Start of Block

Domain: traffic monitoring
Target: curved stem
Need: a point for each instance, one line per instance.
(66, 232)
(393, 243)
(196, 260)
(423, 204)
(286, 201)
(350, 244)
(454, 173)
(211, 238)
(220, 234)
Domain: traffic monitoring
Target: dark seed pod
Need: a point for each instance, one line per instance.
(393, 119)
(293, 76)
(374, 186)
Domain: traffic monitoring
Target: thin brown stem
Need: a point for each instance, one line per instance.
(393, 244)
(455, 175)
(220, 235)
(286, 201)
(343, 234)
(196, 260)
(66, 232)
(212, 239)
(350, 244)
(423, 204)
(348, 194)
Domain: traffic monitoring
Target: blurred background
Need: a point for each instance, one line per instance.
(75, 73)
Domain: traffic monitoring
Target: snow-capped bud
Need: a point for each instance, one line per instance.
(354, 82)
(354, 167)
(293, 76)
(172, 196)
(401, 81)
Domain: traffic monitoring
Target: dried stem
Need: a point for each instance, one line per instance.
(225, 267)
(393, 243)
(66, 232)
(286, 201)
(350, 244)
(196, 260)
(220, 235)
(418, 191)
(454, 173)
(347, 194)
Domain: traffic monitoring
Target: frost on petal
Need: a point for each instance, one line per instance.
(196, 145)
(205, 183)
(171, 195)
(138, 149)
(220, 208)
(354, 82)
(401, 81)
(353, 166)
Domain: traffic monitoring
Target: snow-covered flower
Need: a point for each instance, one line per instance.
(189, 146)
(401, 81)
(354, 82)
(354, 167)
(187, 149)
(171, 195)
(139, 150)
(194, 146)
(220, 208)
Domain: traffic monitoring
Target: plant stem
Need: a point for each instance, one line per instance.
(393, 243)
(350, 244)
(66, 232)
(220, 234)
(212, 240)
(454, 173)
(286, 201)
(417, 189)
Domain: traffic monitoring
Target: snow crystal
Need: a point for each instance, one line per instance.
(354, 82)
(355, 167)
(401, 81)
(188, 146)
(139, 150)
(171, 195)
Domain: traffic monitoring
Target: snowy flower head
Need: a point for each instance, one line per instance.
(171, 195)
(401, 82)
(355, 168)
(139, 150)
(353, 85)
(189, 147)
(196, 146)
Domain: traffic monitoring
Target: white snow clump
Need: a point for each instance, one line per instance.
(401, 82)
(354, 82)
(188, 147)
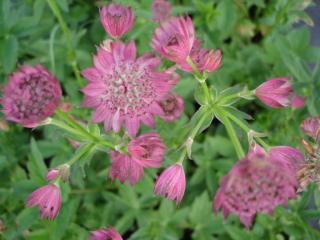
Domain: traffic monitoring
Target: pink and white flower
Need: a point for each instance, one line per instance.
(31, 96)
(125, 90)
(174, 39)
(116, 19)
(297, 102)
(203, 59)
(275, 93)
(161, 10)
(171, 183)
(48, 199)
(255, 184)
(105, 234)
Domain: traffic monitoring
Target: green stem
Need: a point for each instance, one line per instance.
(246, 129)
(201, 78)
(231, 132)
(71, 51)
(79, 154)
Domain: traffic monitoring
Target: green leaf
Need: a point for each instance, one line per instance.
(9, 52)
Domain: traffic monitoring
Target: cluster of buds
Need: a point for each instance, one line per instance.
(126, 91)
(309, 171)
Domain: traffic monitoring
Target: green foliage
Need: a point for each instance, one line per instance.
(258, 41)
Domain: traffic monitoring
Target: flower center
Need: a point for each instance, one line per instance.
(129, 89)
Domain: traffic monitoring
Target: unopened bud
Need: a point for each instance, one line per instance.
(307, 146)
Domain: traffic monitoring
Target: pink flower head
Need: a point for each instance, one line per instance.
(116, 19)
(311, 126)
(48, 199)
(161, 10)
(172, 106)
(203, 59)
(147, 150)
(171, 183)
(297, 102)
(125, 90)
(124, 168)
(52, 175)
(31, 96)
(105, 234)
(254, 185)
(275, 93)
(290, 157)
(174, 39)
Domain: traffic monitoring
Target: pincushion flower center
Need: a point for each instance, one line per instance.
(130, 90)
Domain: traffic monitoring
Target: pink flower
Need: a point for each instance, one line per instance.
(255, 184)
(172, 106)
(116, 19)
(161, 10)
(124, 168)
(124, 90)
(275, 93)
(52, 175)
(31, 96)
(311, 126)
(171, 183)
(147, 150)
(174, 39)
(297, 102)
(48, 199)
(105, 234)
(203, 59)
(290, 157)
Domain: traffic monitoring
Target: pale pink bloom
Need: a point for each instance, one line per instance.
(31, 95)
(311, 126)
(147, 150)
(254, 185)
(124, 90)
(52, 175)
(161, 10)
(290, 157)
(174, 39)
(172, 106)
(171, 183)
(297, 102)
(48, 199)
(124, 168)
(116, 19)
(275, 93)
(105, 234)
(204, 60)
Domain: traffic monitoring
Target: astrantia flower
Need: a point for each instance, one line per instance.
(255, 185)
(174, 39)
(105, 234)
(147, 150)
(125, 90)
(290, 157)
(297, 102)
(116, 19)
(311, 126)
(124, 168)
(31, 96)
(171, 183)
(203, 59)
(172, 106)
(161, 10)
(48, 199)
(275, 93)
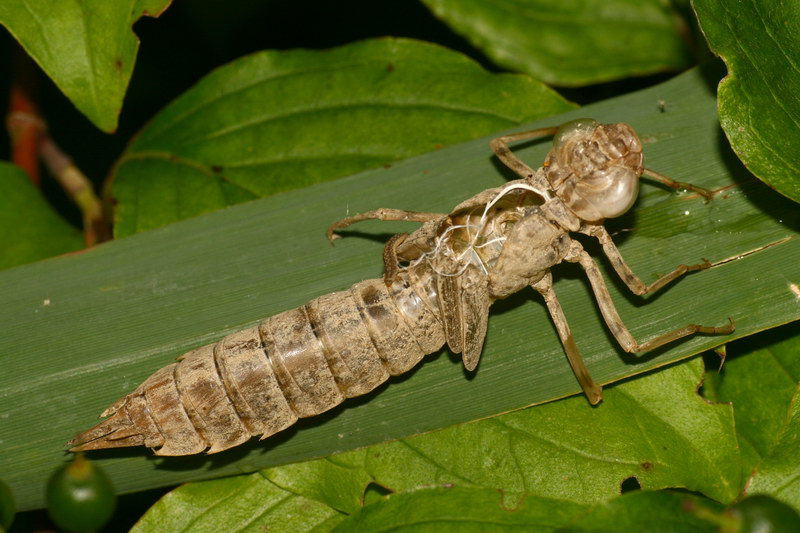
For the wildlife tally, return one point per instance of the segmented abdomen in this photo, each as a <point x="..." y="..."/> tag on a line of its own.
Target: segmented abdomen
<point x="260" y="380"/>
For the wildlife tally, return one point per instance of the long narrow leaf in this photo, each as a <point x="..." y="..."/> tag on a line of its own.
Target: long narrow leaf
<point x="81" y="331"/>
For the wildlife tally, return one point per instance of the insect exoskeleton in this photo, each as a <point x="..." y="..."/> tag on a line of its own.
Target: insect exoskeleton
<point x="438" y="286"/>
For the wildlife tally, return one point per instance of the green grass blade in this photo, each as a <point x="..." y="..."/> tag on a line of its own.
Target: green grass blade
<point x="81" y="331"/>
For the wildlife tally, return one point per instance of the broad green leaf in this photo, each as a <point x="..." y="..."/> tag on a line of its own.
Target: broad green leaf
<point x="758" y="106"/>
<point x="654" y="512"/>
<point x="124" y="309"/>
<point x="338" y="482"/>
<point x="571" y="43"/>
<point x="87" y="47"/>
<point x="275" y="121"/>
<point x="458" y="509"/>
<point x="779" y="473"/>
<point x="237" y="505"/>
<point x="29" y="228"/>
<point x="759" y="380"/>
<point x="656" y="429"/>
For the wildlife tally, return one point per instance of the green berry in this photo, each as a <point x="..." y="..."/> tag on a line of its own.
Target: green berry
<point x="80" y="496"/>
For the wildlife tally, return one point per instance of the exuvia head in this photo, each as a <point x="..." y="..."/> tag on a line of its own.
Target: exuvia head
<point x="594" y="168"/>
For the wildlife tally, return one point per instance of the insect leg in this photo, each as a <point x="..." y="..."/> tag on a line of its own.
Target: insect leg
<point x="504" y="153"/>
<point x="652" y="174"/>
<point x="592" y="390"/>
<point x="383" y="213"/>
<point x="578" y="255"/>
<point x="633" y="282"/>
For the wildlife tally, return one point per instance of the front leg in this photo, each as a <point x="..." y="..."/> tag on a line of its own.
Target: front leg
<point x="504" y="153"/>
<point x="383" y="213"/>
<point x="625" y="273"/>
<point x="593" y="391"/>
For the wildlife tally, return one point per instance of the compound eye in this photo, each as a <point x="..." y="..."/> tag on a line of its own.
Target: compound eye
<point x="611" y="193"/>
<point x="572" y="129"/>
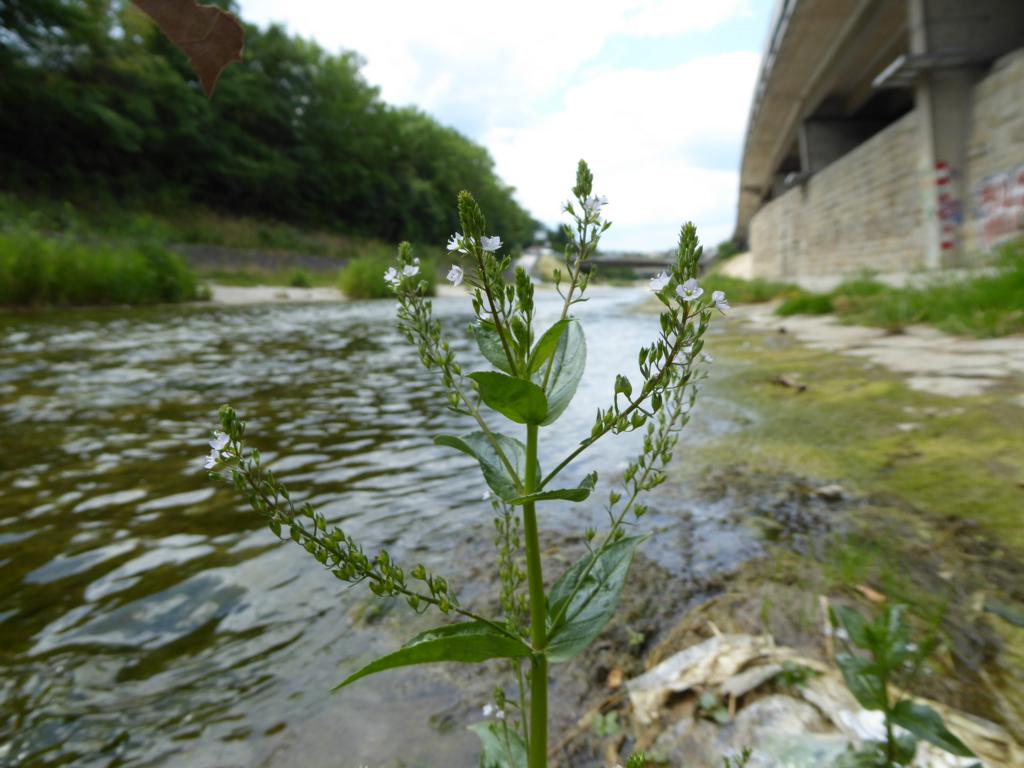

End of Block

**BRIEF:** Search the listing for the string "photo". Copy each line where it is found.

**REPLY TO THE TASK:**
For the wildlife tally, return one point per instance of the segmented abdomen in this photo, each as a <point x="..." y="..."/> tag on a line of its own.
For the wildlife tally, return one point per instance of the long narrow leaf in this photo, each as a <point x="..." y="..."/> tag on a line of its own.
For the wildlife tally, return one point per instance of the insect exoskeleton in this photo, each as a <point x="..." y="..."/> tag on a line of its own.
For the wildlife tally, return one point per instance of the green grass blade in this photo, each as a <point x="..." y="..."/> tag on a line of its own.
For the wildlife tally, return one point per instance of the broad green leaf in this photo, each as a <point x="..." y="..."/> tag on a line of its own.
For the wildlife tally, return one point per instance of the green berry in this photo, each as a <point x="..." y="..."/> tag on a line of its own.
For the wildlife tally, return one point per instance of the exuvia head in this photo, each as a <point x="..." y="..."/> tag on a line of its own.
For the wildlife tally, return one point per instance of the insect leg in this photo, each as a <point x="..." y="..."/> tag on a line of its own.
For the wildlife tally, return one point per instance of the front leg in this photo, each as a <point x="..." y="..."/> tag on a line of its own.
For the wildlife tally, return one point per instance of the compound eye in this photo, each as a <point x="..." y="..."/> tag on a line of its own.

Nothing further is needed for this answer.